§ **Problem to work on**
Express every line of the data below as a numbered list, leaving out the blank lines.

Segmentation record excerpts
** START **

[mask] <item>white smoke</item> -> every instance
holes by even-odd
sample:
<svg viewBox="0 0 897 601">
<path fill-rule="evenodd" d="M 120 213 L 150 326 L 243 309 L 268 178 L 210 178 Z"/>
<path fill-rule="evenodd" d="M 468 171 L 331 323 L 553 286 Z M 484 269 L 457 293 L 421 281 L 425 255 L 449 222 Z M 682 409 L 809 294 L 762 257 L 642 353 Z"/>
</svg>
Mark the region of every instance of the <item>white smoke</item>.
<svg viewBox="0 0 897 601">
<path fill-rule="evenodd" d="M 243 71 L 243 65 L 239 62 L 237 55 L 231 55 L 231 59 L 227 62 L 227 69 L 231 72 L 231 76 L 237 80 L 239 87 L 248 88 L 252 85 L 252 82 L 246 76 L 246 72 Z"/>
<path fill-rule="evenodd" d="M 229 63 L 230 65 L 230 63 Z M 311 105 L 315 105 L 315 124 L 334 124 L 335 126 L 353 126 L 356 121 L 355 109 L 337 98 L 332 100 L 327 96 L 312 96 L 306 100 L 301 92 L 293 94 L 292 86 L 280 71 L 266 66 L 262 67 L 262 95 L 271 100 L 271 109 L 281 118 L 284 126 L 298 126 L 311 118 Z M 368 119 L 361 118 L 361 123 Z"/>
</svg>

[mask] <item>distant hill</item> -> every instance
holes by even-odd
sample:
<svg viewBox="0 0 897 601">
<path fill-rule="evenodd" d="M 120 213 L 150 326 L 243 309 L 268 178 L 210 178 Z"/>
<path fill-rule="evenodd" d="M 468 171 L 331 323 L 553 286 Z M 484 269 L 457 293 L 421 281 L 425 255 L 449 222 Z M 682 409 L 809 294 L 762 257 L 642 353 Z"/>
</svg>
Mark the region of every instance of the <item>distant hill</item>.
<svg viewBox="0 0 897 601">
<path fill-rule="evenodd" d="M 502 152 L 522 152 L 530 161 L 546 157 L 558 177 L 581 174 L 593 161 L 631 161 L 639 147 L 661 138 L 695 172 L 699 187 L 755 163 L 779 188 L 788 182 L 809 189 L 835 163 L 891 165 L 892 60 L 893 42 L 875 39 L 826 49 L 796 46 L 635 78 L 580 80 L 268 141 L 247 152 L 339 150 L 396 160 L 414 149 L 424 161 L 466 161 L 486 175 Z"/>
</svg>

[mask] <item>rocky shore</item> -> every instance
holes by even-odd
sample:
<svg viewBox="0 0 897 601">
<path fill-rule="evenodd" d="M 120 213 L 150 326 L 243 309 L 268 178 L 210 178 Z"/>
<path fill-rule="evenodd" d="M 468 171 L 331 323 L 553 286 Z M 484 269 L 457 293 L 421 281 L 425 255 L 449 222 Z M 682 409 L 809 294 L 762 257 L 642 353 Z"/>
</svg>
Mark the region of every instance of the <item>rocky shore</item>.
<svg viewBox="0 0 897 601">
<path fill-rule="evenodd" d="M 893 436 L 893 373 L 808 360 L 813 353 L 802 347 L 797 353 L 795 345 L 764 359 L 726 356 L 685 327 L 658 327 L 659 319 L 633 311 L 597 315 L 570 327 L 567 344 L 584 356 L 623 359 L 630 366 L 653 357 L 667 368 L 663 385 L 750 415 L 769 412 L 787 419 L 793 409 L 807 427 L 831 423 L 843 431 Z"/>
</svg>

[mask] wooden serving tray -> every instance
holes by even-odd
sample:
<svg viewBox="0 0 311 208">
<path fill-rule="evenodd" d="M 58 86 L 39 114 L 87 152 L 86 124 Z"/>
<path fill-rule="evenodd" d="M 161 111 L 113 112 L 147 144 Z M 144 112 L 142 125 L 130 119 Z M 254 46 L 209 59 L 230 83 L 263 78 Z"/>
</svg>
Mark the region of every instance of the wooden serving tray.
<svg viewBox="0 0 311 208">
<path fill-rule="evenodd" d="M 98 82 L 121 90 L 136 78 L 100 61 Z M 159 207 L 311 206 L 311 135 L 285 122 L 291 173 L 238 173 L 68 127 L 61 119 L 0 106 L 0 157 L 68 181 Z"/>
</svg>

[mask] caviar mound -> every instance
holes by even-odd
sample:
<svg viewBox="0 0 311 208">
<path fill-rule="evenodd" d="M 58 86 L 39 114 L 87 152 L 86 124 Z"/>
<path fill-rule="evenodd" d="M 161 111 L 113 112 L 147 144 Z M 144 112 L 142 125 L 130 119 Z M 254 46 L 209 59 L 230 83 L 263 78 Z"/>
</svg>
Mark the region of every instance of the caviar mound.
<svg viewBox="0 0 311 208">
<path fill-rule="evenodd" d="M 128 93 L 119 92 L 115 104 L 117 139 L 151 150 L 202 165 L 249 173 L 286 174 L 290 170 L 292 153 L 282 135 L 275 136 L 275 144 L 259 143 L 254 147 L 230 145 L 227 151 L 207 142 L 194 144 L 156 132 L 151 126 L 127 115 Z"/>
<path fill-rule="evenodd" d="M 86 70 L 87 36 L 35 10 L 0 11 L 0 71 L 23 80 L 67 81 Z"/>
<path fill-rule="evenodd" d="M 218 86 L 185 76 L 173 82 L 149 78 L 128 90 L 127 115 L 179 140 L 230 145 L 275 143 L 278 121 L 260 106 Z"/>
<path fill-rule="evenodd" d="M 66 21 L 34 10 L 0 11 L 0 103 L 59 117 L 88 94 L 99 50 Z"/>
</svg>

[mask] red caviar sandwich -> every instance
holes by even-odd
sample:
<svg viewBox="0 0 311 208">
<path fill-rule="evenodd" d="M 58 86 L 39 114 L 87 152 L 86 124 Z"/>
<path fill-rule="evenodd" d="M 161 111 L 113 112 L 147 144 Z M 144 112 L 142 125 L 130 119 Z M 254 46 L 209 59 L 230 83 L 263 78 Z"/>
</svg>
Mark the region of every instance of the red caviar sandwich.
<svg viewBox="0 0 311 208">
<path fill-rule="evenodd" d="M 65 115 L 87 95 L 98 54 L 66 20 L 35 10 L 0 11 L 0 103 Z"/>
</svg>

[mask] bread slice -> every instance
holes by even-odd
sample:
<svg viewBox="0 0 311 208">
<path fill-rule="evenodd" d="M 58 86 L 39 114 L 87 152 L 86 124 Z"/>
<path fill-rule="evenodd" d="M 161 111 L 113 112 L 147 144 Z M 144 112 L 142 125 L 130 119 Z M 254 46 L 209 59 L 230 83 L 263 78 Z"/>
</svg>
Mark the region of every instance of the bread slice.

** END **

§ **Written solution**
1. [mask] <item>white smoke</item> -> every instance
2. holes by even-odd
3. sample:
4. <svg viewBox="0 0 897 601">
5. <path fill-rule="evenodd" d="M 120 213 L 150 326 L 243 309 L 268 178 L 210 178 Z"/>
6. <path fill-rule="evenodd" d="M 468 171 L 331 323 L 553 286 Z M 484 269 L 457 293 L 421 281 L 425 255 L 449 222 Z M 682 409 L 809 294 L 762 257 L 642 353 Z"/>
7. </svg>
8. Mark the region of every instance of the <item>white smoke</item>.
9. <svg viewBox="0 0 897 601">
10. <path fill-rule="evenodd" d="M 243 71 L 243 65 L 239 62 L 237 55 L 231 55 L 231 59 L 227 62 L 227 69 L 231 72 L 231 76 L 237 80 L 239 87 L 248 88 L 252 85 L 252 82 L 246 76 L 246 72 Z"/>
11. <path fill-rule="evenodd" d="M 229 63 L 230 65 L 230 63 Z M 311 105 L 315 105 L 315 124 L 334 124 L 335 126 L 353 126 L 356 121 L 355 109 L 337 98 L 332 100 L 327 96 L 312 96 L 306 100 L 301 92 L 293 94 L 292 86 L 280 71 L 266 66 L 262 67 L 262 95 L 271 100 L 271 109 L 281 118 L 284 126 L 298 126 L 311 118 Z M 368 119 L 361 118 L 361 123 Z"/>
12. </svg>
13. [mask] <item>distant hill</item> -> every instance
14. holes by even-odd
15. sample:
16. <svg viewBox="0 0 897 601">
17. <path fill-rule="evenodd" d="M 120 213 L 150 326 L 243 309 L 268 178 L 210 178 Z"/>
18. <path fill-rule="evenodd" d="M 468 171 L 331 323 L 553 286 Z M 484 269 L 457 293 L 421 281 L 425 255 L 449 222 Z M 682 409 L 809 294 L 762 257 L 642 353 Z"/>
19. </svg>
20. Mark the region of every instance of the <item>distant hill</item>.
21. <svg viewBox="0 0 897 601">
22. <path fill-rule="evenodd" d="M 502 152 L 522 152 L 530 161 L 546 157 L 558 177 L 581 174 L 593 161 L 631 161 L 639 147 L 661 138 L 695 172 L 699 187 L 755 163 L 779 188 L 788 182 L 809 189 L 835 163 L 891 165 L 892 60 L 893 42 L 875 39 L 826 49 L 796 46 L 635 78 L 580 80 L 268 141 L 247 152 L 339 150 L 396 160 L 414 149 L 424 161 L 466 161 L 486 175 Z"/>
23. </svg>
24. [mask] <item>rocky shore</item> -> every instance
25. holes by even-odd
26. sample:
27. <svg viewBox="0 0 897 601">
28. <path fill-rule="evenodd" d="M 120 213 L 150 326 L 243 309 L 268 178 L 210 178 Z"/>
29. <path fill-rule="evenodd" d="M 468 171 L 331 323 L 553 286 Z M 484 269 L 457 293 L 421 281 L 425 255 L 449 222 Z M 682 409 L 809 294 L 762 257 L 642 353 Z"/>
30. </svg>
31. Mark the region of every instance of the <item>rocky shore</item>.
32. <svg viewBox="0 0 897 601">
33. <path fill-rule="evenodd" d="M 893 436 L 893 373 L 808 360 L 813 353 L 802 347 L 797 353 L 795 345 L 764 359 L 726 356 L 685 327 L 658 327 L 659 319 L 633 311 L 597 315 L 570 327 L 567 344 L 584 356 L 623 359 L 630 366 L 653 357 L 667 368 L 663 385 L 750 415 L 769 412 L 787 419 L 793 409 L 807 427 L 831 423 L 843 431 Z"/>
34. </svg>
35. [mask] wooden serving tray -> every instance
36. holes by even-odd
37. sample:
38. <svg viewBox="0 0 311 208">
39. <path fill-rule="evenodd" d="M 58 86 L 39 114 L 87 152 L 86 124 Z"/>
40. <path fill-rule="evenodd" d="M 161 111 L 113 112 L 147 144 Z M 144 112 L 142 125 L 130 119 Z M 254 46 L 209 59 L 230 83 L 263 78 Z"/>
41. </svg>
42. Mark the region of every instance of the wooden serving tray.
43. <svg viewBox="0 0 311 208">
44. <path fill-rule="evenodd" d="M 98 82 L 121 90 L 136 78 L 100 61 Z M 159 207 L 311 206 L 311 135 L 285 122 L 291 173 L 238 173 L 68 127 L 61 119 L 0 106 L 0 157 L 68 181 Z"/>
45. </svg>
46. [mask] caviar mound -> every instance
47. holes by even-odd
48. sample:
49. <svg viewBox="0 0 311 208">
50. <path fill-rule="evenodd" d="M 58 86 L 39 114 L 87 152 L 86 124 Z"/>
51. <path fill-rule="evenodd" d="M 161 111 L 113 112 L 147 144 Z M 144 112 L 142 125 L 130 119 Z M 254 46 L 209 59 L 230 83 L 263 78 Z"/>
52. </svg>
53. Mark the region of every instance of the caviar mound.
54. <svg viewBox="0 0 311 208">
55. <path fill-rule="evenodd" d="M 128 93 L 119 92 L 115 104 L 117 139 L 151 150 L 202 165 L 249 173 L 286 174 L 290 170 L 292 153 L 282 135 L 275 136 L 275 144 L 259 143 L 254 147 L 230 145 L 227 151 L 207 142 L 194 144 L 156 132 L 151 126 L 127 115 Z"/>
56. <path fill-rule="evenodd" d="M 86 70 L 87 36 L 35 10 L 0 11 L 0 71 L 23 80 L 67 81 Z"/>
57. <path fill-rule="evenodd" d="M 218 86 L 185 76 L 173 82 L 149 78 L 128 90 L 127 115 L 179 140 L 230 145 L 275 143 L 278 121 L 260 106 Z"/>
58. <path fill-rule="evenodd" d="M 66 21 L 34 10 L 0 11 L 0 103 L 59 117 L 88 94 L 99 50 Z"/>
59. </svg>
60. [mask] red caviar sandwich -> every instance
61. holes by even-odd
62. sample:
63. <svg viewBox="0 0 311 208">
64. <path fill-rule="evenodd" d="M 58 86 L 39 114 L 87 152 L 86 124 Z"/>
65. <path fill-rule="evenodd" d="M 161 111 L 113 112 L 147 144 Z M 144 112 L 142 125 L 130 119 Z M 254 46 L 209 59 L 230 83 L 263 78 Z"/>
66. </svg>
67. Mark the region of every instance of the red caviar sandwich.
68. <svg viewBox="0 0 311 208">
69. <path fill-rule="evenodd" d="M 65 115 L 87 95 L 98 54 L 66 20 L 35 10 L 0 11 L 0 103 Z"/>
70. </svg>
71. [mask] bread slice -> every instance
72. holes by even-odd
73. sample:
74. <svg viewBox="0 0 311 208">
75. <path fill-rule="evenodd" d="M 58 86 L 39 114 L 87 152 L 86 124 Z"/>
76. <path fill-rule="evenodd" d="M 161 111 L 113 112 L 147 144 Z M 144 112 L 142 125 L 130 119 Z M 254 46 L 209 59 L 230 83 L 263 78 Z"/>
77. </svg>
78. Mark the region of every instance of the bread slice.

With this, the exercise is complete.